= Beginning of Section =

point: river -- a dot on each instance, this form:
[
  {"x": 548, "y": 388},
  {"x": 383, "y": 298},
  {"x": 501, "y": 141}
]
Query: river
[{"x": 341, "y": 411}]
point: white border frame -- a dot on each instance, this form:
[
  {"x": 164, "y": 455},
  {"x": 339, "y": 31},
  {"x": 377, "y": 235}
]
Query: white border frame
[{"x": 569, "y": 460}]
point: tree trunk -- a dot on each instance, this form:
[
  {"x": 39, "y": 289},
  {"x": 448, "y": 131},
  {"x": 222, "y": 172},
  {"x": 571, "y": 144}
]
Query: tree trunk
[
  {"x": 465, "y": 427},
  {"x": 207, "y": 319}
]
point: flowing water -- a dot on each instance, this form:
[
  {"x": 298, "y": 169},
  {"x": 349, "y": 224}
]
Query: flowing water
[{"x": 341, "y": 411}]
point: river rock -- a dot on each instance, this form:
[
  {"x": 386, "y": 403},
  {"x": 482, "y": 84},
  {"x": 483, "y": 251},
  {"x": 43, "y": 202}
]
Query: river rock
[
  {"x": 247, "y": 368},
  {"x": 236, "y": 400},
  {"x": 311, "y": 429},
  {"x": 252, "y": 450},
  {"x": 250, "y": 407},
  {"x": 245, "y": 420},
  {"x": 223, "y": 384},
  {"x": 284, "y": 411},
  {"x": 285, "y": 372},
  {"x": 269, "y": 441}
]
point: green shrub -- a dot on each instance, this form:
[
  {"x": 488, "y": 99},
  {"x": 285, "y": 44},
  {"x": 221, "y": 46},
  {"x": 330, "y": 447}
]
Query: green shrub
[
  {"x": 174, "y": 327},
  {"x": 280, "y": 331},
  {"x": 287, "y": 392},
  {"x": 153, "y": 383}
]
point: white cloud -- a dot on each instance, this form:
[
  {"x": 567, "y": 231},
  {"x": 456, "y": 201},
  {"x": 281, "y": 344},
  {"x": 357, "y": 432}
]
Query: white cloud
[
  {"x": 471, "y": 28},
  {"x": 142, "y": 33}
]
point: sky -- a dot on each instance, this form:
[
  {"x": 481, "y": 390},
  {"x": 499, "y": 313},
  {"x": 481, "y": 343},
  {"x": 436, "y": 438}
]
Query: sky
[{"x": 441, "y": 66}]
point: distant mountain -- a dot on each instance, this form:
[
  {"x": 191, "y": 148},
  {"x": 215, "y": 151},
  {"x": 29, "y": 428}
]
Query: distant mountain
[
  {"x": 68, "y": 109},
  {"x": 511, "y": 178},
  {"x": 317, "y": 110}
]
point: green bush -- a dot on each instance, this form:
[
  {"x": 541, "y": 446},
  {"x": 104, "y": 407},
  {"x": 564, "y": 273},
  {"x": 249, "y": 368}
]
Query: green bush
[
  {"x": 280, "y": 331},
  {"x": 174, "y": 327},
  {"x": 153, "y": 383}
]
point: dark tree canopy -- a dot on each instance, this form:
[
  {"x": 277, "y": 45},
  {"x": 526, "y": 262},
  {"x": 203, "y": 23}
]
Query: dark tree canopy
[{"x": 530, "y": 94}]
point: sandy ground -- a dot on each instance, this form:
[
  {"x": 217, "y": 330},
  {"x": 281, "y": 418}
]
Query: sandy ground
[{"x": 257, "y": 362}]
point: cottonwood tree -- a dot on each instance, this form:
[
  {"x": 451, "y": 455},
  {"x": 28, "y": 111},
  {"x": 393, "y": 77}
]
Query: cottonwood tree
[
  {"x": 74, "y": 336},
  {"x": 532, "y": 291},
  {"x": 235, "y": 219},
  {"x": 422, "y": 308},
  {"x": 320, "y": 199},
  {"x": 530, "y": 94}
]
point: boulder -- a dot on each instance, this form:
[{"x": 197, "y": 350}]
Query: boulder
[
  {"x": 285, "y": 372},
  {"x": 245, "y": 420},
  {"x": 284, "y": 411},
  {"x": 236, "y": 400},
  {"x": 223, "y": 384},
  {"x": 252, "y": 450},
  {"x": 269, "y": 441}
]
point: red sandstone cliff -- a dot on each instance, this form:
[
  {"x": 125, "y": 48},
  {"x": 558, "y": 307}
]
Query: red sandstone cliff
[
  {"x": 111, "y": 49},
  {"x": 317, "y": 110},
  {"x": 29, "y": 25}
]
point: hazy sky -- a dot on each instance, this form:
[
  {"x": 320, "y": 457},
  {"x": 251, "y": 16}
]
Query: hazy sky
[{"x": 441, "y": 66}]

= End of Section =

> **PROBLEM TO SOLVE**
Transcribe the records above exactly as they appear.

> **YOUR SOLUTION**
point: river -- a dot on each instance, this form:
[
  {"x": 548, "y": 388},
  {"x": 383, "y": 298},
  {"x": 501, "y": 141}
]
Query: river
[{"x": 341, "y": 411}]
point: white border frame -- a dot on each instance, this form:
[
  {"x": 164, "y": 455},
  {"x": 339, "y": 31},
  {"x": 377, "y": 235}
]
Query: white border frame
[{"x": 569, "y": 460}]
point: tree trunk -- a dot on each instance, this form:
[
  {"x": 39, "y": 289},
  {"x": 448, "y": 131},
  {"x": 222, "y": 172},
  {"x": 571, "y": 144}
]
Query: tree trunk
[
  {"x": 465, "y": 427},
  {"x": 207, "y": 319}
]
point: flowing water -- a dot on each instance, this form:
[
  {"x": 298, "y": 169},
  {"x": 349, "y": 224}
]
Query: flowing water
[{"x": 341, "y": 411}]
point: river rock -- a dot on each instance, this form:
[
  {"x": 386, "y": 403},
  {"x": 482, "y": 84},
  {"x": 483, "y": 251},
  {"x": 43, "y": 202}
]
Query: river rock
[
  {"x": 247, "y": 368},
  {"x": 236, "y": 400},
  {"x": 311, "y": 429},
  {"x": 252, "y": 450},
  {"x": 250, "y": 407},
  {"x": 245, "y": 420},
  {"x": 223, "y": 384},
  {"x": 284, "y": 411},
  {"x": 285, "y": 372},
  {"x": 269, "y": 441}
]
point: green shrub -- a dot on each instance, this form:
[
  {"x": 488, "y": 99},
  {"x": 285, "y": 44},
  {"x": 221, "y": 46},
  {"x": 330, "y": 447}
]
Query: green shrub
[
  {"x": 174, "y": 327},
  {"x": 280, "y": 331},
  {"x": 287, "y": 392},
  {"x": 153, "y": 383}
]
point: white cloud -- a dot on each instance, this form:
[
  {"x": 567, "y": 231},
  {"x": 456, "y": 201},
  {"x": 281, "y": 344},
  {"x": 357, "y": 432}
]
Query: white cloud
[
  {"x": 471, "y": 28},
  {"x": 142, "y": 33}
]
point: sky -- a dot on each instance, this form:
[
  {"x": 481, "y": 390},
  {"x": 499, "y": 313},
  {"x": 481, "y": 343},
  {"x": 436, "y": 438}
]
Query: sky
[{"x": 441, "y": 66}]
point: distant mountain -- a dot on each instance, this form:
[
  {"x": 191, "y": 148},
  {"x": 215, "y": 151},
  {"x": 29, "y": 428}
]
Query: distant mountain
[
  {"x": 68, "y": 109},
  {"x": 511, "y": 178},
  {"x": 317, "y": 110}
]
point: green bush -- a dot on each instance, this form:
[
  {"x": 541, "y": 446},
  {"x": 104, "y": 407},
  {"x": 564, "y": 273},
  {"x": 249, "y": 368}
]
Query: green bush
[
  {"x": 280, "y": 331},
  {"x": 174, "y": 327},
  {"x": 153, "y": 383}
]
point: dark tree canopy -- a dot on each instance, this form:
[
  {"x": 277, "y": 45},
  {"x": 526, "y": 262},
  {"x": 203, "y": 23}
]
Query: dark tree canopy
[{"x": 530, "y": 94}]
point: sandy ground -- a dot on each instance, this form:
[
  {"x": 217, "y": 330},
  {"x": 281, "y": 418}
]
Query: sandy ground
[{"x": 257, "y": 362}]
point: cottonwood tree -- a dot on each instance, this form:
[
  {"x": 451, "y": 455},
  {"x": 28, "y": 111},
  {"x": 393, "y": 77}
]
Query: cottonwood tree
[
  {"x": 74, "y": 336},
  {"x": 532, "y": 291},
  {"x": 235, "y": 219},
  {"x": 422, "y": 308},
  {"x": 320, "y": 199},
  {"x": 530, "y": 94}
]
point: boulder -- a dot on each instance, this form:
[{"x": 197, "y": 350}]
Query: boulder
[
  {"x": 285, "y": 372},
  {"x": 245, "y": 420},
  {"x": 284, "y": 411},
  {"x": 236, "y": 400},
  {"x": 223, "y": 384},
  {"x": 252, "y": 450},
  {"x": 269, "y": 441}
]
point: red sandstone cliff -- a dot on each instance, this form:
[
  {"x": 125, "y": 48},
  {"x": 558, "y": 307}
]
Query: red sandstone cliff
[
  {"x": 111, "y": 49},
  {"x": 317, "y": 110},
  {"x": 29, "y": 25}
]
point: hazy sky -- a dot on each instance, this form:
[
  {"x": 320, "y": 457},
  {"x": 251, "y": 16}
]
Query: hazy sky
[{"x": 441, "y": 66}]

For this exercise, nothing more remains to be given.